• _GIVEN TASK_
Without altering anything, output the material below.

• _RECORDS TO PROCESS_
· · · ·

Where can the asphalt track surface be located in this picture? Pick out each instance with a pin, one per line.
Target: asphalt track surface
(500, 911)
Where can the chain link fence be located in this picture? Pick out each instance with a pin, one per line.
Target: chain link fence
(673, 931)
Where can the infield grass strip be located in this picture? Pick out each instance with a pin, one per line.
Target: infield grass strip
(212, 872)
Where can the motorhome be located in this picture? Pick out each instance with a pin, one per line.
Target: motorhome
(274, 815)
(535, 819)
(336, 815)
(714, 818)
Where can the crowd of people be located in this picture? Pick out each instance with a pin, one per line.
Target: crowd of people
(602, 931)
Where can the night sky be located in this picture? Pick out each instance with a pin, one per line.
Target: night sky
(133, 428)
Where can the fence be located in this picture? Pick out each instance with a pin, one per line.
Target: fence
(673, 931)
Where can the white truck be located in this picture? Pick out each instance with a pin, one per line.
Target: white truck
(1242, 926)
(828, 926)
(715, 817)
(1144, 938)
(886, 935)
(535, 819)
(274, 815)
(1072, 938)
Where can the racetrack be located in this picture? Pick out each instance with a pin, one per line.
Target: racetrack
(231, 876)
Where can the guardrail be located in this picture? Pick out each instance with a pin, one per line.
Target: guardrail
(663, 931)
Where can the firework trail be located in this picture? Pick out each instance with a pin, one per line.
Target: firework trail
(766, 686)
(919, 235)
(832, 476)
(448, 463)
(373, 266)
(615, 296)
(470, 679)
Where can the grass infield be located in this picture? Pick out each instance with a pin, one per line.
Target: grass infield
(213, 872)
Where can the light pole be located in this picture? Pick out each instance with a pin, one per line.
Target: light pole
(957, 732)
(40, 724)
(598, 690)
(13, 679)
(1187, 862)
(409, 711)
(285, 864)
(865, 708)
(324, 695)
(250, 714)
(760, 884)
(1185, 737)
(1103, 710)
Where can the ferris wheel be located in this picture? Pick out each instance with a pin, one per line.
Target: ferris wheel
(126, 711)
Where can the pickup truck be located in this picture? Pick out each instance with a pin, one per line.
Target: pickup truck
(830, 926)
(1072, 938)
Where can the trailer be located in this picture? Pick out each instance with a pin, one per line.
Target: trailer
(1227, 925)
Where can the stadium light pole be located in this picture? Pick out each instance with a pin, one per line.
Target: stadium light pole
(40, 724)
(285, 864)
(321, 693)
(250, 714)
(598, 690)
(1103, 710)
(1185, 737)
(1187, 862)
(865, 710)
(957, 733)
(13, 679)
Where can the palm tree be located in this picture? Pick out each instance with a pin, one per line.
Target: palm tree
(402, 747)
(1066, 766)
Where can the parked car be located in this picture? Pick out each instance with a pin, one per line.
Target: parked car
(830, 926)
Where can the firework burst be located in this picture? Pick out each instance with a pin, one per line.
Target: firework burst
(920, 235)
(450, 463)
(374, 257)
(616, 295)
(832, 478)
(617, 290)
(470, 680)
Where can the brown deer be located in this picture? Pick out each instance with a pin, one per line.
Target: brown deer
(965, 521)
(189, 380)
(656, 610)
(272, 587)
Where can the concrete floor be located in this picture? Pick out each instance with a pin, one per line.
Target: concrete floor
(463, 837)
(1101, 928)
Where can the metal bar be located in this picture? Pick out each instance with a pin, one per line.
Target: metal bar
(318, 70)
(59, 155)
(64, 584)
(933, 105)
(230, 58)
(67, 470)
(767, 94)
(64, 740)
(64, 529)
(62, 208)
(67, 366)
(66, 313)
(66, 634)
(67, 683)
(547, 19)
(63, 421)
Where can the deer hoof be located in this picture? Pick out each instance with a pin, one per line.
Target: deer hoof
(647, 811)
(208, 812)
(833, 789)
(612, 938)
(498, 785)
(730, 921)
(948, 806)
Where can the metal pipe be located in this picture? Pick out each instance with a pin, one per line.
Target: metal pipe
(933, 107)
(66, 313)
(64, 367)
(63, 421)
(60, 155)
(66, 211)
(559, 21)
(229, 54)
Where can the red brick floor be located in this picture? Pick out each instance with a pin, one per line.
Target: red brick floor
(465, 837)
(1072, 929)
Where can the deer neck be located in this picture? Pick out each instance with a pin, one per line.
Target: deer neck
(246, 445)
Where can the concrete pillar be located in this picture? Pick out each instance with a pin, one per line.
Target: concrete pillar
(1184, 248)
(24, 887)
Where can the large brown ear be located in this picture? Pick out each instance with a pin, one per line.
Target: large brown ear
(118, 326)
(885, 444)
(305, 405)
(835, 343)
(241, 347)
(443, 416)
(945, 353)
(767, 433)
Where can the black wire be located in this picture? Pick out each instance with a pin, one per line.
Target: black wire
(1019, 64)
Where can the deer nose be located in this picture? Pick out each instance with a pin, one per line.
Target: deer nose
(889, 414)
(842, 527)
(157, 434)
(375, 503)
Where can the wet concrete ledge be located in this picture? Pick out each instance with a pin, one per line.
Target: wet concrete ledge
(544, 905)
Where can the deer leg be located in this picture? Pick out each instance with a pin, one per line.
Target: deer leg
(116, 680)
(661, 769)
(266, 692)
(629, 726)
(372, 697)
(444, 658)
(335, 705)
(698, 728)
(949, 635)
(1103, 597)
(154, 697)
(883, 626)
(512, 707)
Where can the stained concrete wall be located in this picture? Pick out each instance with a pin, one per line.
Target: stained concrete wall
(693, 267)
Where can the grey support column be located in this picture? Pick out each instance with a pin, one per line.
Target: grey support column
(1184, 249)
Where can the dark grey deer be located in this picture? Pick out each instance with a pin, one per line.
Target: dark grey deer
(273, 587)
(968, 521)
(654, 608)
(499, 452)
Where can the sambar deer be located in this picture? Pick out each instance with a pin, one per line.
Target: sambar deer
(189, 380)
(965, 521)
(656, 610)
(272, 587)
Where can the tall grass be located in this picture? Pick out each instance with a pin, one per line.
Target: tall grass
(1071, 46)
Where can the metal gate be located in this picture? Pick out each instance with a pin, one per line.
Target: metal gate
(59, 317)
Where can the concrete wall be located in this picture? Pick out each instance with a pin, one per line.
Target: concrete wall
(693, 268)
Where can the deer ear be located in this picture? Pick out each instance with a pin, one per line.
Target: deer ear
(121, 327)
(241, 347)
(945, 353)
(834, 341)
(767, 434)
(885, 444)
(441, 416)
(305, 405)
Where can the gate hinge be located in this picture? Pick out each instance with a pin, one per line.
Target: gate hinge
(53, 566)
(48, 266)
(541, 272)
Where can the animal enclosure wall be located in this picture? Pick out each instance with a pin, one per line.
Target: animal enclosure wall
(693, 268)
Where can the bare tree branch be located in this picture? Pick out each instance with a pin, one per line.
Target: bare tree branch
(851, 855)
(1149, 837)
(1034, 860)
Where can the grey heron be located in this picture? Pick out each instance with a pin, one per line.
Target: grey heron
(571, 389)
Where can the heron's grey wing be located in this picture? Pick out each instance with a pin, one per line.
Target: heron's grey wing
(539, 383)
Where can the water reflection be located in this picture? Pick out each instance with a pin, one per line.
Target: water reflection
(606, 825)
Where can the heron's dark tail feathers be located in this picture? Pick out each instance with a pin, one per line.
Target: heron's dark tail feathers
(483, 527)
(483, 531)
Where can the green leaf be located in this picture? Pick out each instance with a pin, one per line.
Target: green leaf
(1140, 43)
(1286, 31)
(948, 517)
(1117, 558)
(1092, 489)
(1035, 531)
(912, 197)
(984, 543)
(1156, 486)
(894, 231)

· · · ·

• _SOLUTION FOR THIS EXERCISE_
Where can the asphalt track surface be located in this picture? Pick out each instance with a pin, one per line.
Target: asphalt track surface
(500, 911)
Where can the chain link fence be located in this picture? Pick out each instance with a pin, one per line.
Target: chain link fence
(673, 931)
Where can the infield grass strip be located in this picture? Pick out each instance with a pin, one per line.
Target: infield grass strip
(212, 872)
Where can the motorhome be located in this picture? Pick out each instance with a pin, one per line.
Target: motorhome
(274, 815)
(535, 819)
(336, 815)
(714, 818)
Where can the crowd of people be located in this picture? Pick out each instance with a pin, one per line.
Target: crowd of people
(602, 931)
Where can the night sky be located in this picture? Pick out each instance with a pin, one per line.
Target: night sky
(133, 428)
Where can the fence be located in this picture? Pick out each instance with a pin, one per line.
Target: fence
(673, 931)
Where can the white truck be located in this picture? Pick out each instance with a pin, one per line.
Target: white truck
(1242, 926)
(828, 926)
(715, 817)
(1144, 938)
(886, 935)
(535, 819)
(274, 815)
(1072, 938)
Where can the racetrack be located in this picture? Pick out each instance with a pin, one per line.
Target: racetrack
(231, 876)
Where can the guardrail be located in this picture? Pick out each instance with a pin, one per line.
Target: guardrail
(663, 931)
Where can the firework trail be located in this picture? Pick out each instance with a pin, one per line.
Target: firework trail
(766, 686)
(919, 235)
(832, 476)
(448, 463)
(373, 266)
(615, 296)
(470, 679)
Where can the grass infield be located in this picture? Pick out each instance with a pin, one per line.
Target: grass infield
(213, 872)
Where can the light pole be located in this picture? Pick out each instance with a pin, one per line.
Target: light pole
(957, 732)
(40, 724)
(598, 690)
(13, 679)
(1187, 862)
(409, 711)
(285, 864)
(865, 708)
(324, 695)
(250, 714)
(760, 884)
(1185, 737)
(1103, 710)
Where can the ferris wheel be located in this picture? Pick out each instance with a pin, one per line.
Target: ferris wheel
(126, 711)
Where can the pickup truck be located in this picture? Pick out each instance with a pin, one per line.
Target: pickup truck
(830, 926)
(1072, 938)
Where can the trailer be located in this picture? Pick out each instance with a pin, one per line.
Target: trailer
(1227, 925)
Where can the stadium light pole be located in this picture? Pick out each instance with a pin, one per line.
Target: stadium light pole
(40, 724)
(285, 864)
(321, 693)
(250, 714)
(598, 690)
(1103, 710)
(1185, 737)
(1187, 862)
(865, 710)
(957, 733)
(13, 679)
Where can the palm tree be located in this picture? Pick out each instance with a pin, one per line.
Target: palm tree
(402, 747)
(1066, 766)
Where can the parked car be located in this picture? Pick out each instance with a pin, one per line.
Target: parked car
(830, 926)
Where can the firework burst be located in this picture? Pick out each instance with a pin, one per line.
Target: firework burst
(920, 235)
(450, 463)
(374, 257)
(616, 295)
(832, 478)
(617, 290)
(470, 680)
Where can the brown deer be located in this picture? Pick out each instance with a pin, one per line.
Target: brown deer
(965, 521)
(189, 380)
(656, 610)
(272, 587)
Where can the concrete floor be located in this picture? Pick out each instance with a pin, one per line.
Target: concrete floor
(463, 837)
(1101, 928)
Where can the metal bar be located in this picture? Pick out each instance with a pin, one per line.
Target: metal bar
(318, 70)
(59, 155)
(64, 584)
(933, 105)
(230, 58)
(67, 470)
(767, 94)
(64, 740)
(64, 529)
(62, 208)
(67, 366)
(66, 313)
(66, 634)
(67, 683)
(547, 19)
(63, 421)
Where can the deer hoof be located in this picture? Pick out each instance with a pin, one per line.
Target: deer hoof
(647, 811)
(208, 812)
(833, 789)
(612, 938)
(498, 785)
(730, 921)
(948, 806)
Where can the metal pipe be located in this picture? Pick out each instance with a pin, one per line.
Target: metal pipe
(933, 107)
(66, 313)
(64, 367)
(63, 421)
(60, 155)
(66, 211)
(559, 21)
(229, 54)
Where can the red brick floor be located in this picture? Pick out each instance with a pin, one per line.
Target: red brick floor
(465, 837)
(1072, 929)
Where can the deer neck be located in this picture? Pick out each instance with a pin, one per line.
Target: deer neck
(246, 445)
Where can the concrete pillar be located in this picture? Pick out each instance with a pin, one per line.
Target: concrete pillar
(1184, 248)
(24, 887)
Where can the large brown ear be located in this picture? Pick out each instance with a pin, one per line.
Target: large brown ear
(118, 326)
(885, 444)
(305, 405)
(835, 343)
(241, 347)
(443, 416)
(945, 353)
(767, 433)
Where can the black wire be located in this picture? Pick out each instance with a pin, one per line.
Target: black wire
(1019, 64)
Where can the deer nose be located in this picture? Pick out each instance with a pin, one per line.
Target: deer nose
(889, 414)
(842, 527)
(157, 434)
(375, 503)
Where can the wet concrete ledge be located in this picture? Pick out each instance with a pin, one per line.
Target: wet concrete ledge
(544, 905)
Where can the deer leg be located in this picture? Pick out each instance with a pin, one per line.
Target: deer leg
(116, 680)
(661, 769)
(266, 692)
(629, 726)
(372, 697)
(444, 658)
(335, 705)
(698, 728)
(949, 635)
(1103, 597)
(154, 697)
(883, 626)
(512, 707)
Where can the stained concrete wall be located in this picture? Pick out each instance with a pin, one per line.
Target: stained concrete wall
(693, 267)
Where can the grey support column be located in this picture? Pick out each instance with a pin, one per line.
Target: grey support column
(1184, 249)
Where can the dark grey deer be located in this picture? Pick out each instance with a pin, one per line.
Target: dark grey deer
(273, 587)
(968, 521)
(654, 608)
(499, 452)
Where can the sambar deer be located in this picture? Pick out each instance with a pin, one per line.
Target: sambar deer
(189, 380)
(965, 521)
(656, 610)
(272, 587)
Where can the tall grass be located in this picture? Pick out each instance with a pin, one per line.
Target: tall grass
(1071, 46)
Where can the metal gate be located in this picture? Pick out each instance with a pin, one per line.
Target: metal gate
(59, 317)
Where can the concrete wall be located in this picture? Pick out each instance with a pin, one per line.
Target: concrete wall
(693, 268)
Where can the deer ear be located in this picture? Pick out each instance with a pin, one per line.
Target: deer ear
(121, 327)
(241, 347)
(945, 353)
(834, 341)
(767, 434)
(885, 444)
(441, 416)
(305, 405)
Where can the gate hinge be located in this picture? Pick out each instance with a pin, one per line.
Target: gate hinge
(53, 566)
(48, 266)
(541, 272)
Where can the animal enclosure wall be located in this picture? Pick out each instance with a pin, one per line.
Target: animal enclosure wall
(693, 268)
Where can the bare tree branch be located in this picture? Pick out each instance with a pin, one per line.
Target: bare tree branch
(851, 855)
(1149, 837)
(1034, 860)
Where can the grey heron be located in this picture? Pick out each instance with a pin, one per line.
Target: grey heron
(571, 389)
Where can the heron's grey wing be located in this picture? Pick out each instance with a pin, one per line.
Target: heron's grey wing
(539, 383)
Where can the water reflection be located in this picture? Pick out each instance with a pin, one per line.
Target: water reflection
(606, 825)
Where can the heron's dark tail feathers be located in this picture? Pick out each instance with a pin, one per line.
Target: heron's dark tail feathers
(483, 527)
(483, 531)
Where can the green leaf be located in this picture? Pick out each instance with a pin, one per line.
Target: green leaf
(1140, 43)
(1286, 31)
(948, 517)
(1117, 558)
(1092, 489)
(1035, 531)
(912, 197)
(984, 543)
(1156, 486)
(894, 231)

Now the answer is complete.